Your task :: Give the data back exactly as it stands.

[Natural-language object grounding data]
Content starts
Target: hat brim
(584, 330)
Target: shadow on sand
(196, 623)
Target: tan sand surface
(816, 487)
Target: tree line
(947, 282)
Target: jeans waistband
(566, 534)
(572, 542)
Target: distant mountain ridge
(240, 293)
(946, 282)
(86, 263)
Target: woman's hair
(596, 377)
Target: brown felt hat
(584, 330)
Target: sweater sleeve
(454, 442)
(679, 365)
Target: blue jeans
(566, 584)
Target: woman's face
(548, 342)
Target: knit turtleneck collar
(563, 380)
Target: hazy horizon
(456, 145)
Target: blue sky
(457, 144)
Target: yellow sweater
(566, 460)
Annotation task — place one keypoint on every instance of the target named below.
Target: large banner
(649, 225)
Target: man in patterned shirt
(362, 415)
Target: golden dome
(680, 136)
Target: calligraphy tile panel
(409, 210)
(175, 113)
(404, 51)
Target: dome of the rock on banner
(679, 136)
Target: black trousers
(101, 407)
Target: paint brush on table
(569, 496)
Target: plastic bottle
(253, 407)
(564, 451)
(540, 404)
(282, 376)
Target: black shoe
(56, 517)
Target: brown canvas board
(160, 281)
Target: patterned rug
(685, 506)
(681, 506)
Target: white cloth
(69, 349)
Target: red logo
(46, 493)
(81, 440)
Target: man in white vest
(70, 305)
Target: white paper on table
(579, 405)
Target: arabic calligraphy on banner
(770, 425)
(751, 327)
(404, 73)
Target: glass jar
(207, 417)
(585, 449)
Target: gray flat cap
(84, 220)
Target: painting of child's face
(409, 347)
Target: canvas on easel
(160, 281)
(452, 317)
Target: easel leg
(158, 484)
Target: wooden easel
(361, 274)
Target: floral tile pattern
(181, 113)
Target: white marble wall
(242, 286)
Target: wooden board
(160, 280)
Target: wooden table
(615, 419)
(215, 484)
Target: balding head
Content ends
Reply ::
Target: hat brim
(584, 330)
Target: shadow on sand
(196, 623)
Target: tan sand surface
(816, 487)
Target: tree line
(947, 282)
Target: jeans waistband
(566, 534)
(572, 542)
Target: distant mountain ridge
(240, 293)
(946, 282)
(86, 263)
Target: woman's hair
(596, 377)
Target: brown felt hat
(584, 330)
Target: sweater sleeve
(454, 442)
(679, 365)
Target: blue jeans
(566, 584)
Target: woman's face
(548, 342)
Target: knit turtleneck collar
(563, 380)
Target: hazy horizon
(456, 145)
Target: blue sky
(457, 144)
Target: yellow sweater
(566, 460)
Annotation task — place one keypoint on every instance of the target named below.
Target: large banner
(649, 225)
Target: man in patterned shirt
(362, 415)
Target: golden dome
(680, 136)
Target: calligraphy tile panel
(409, 210)
(175, 113)
(404, 51)
Target: dome of the rock on banner
(679, 136)
Target: black trousers
(101, 407)
Target: paint brush on table
(569, 496)
Target: plastic bottle
(253, 407)
(564, 451)
(540, 404)
(282, 376)
Target: black shoe
(56, 517)
Target: brown canvas board
(160, 281)
Target: patterned rug
(685, 506)
(681, 506)
Target: white cloth
(69, 349)
Target: red logo
(46, 493)
(81, 440)
Target: man in white vest
(70, 305)
Target: white paper on table
(579, 405)
Target: arabic calligraphy on banner
(770, 425)
(751, 327)
(404, 73)
Target: glass jar
(207, 417)
(585, 449)
Target: gray flat cap
(84, 220)
Target: painting of child's face
(409, 347)
Target: canvas on easel
(160, 281)
(452, 317)
Target: easel leg
(158, 484)
Target: wooden easel
(361, 274)
Target: floral tile pattern
(181, 113)
Target: white marble wall
(242, 286)
Target: wooden board
(160, 280)
Target: wooden table
(615, 419)
(215, 484)
Target: balding head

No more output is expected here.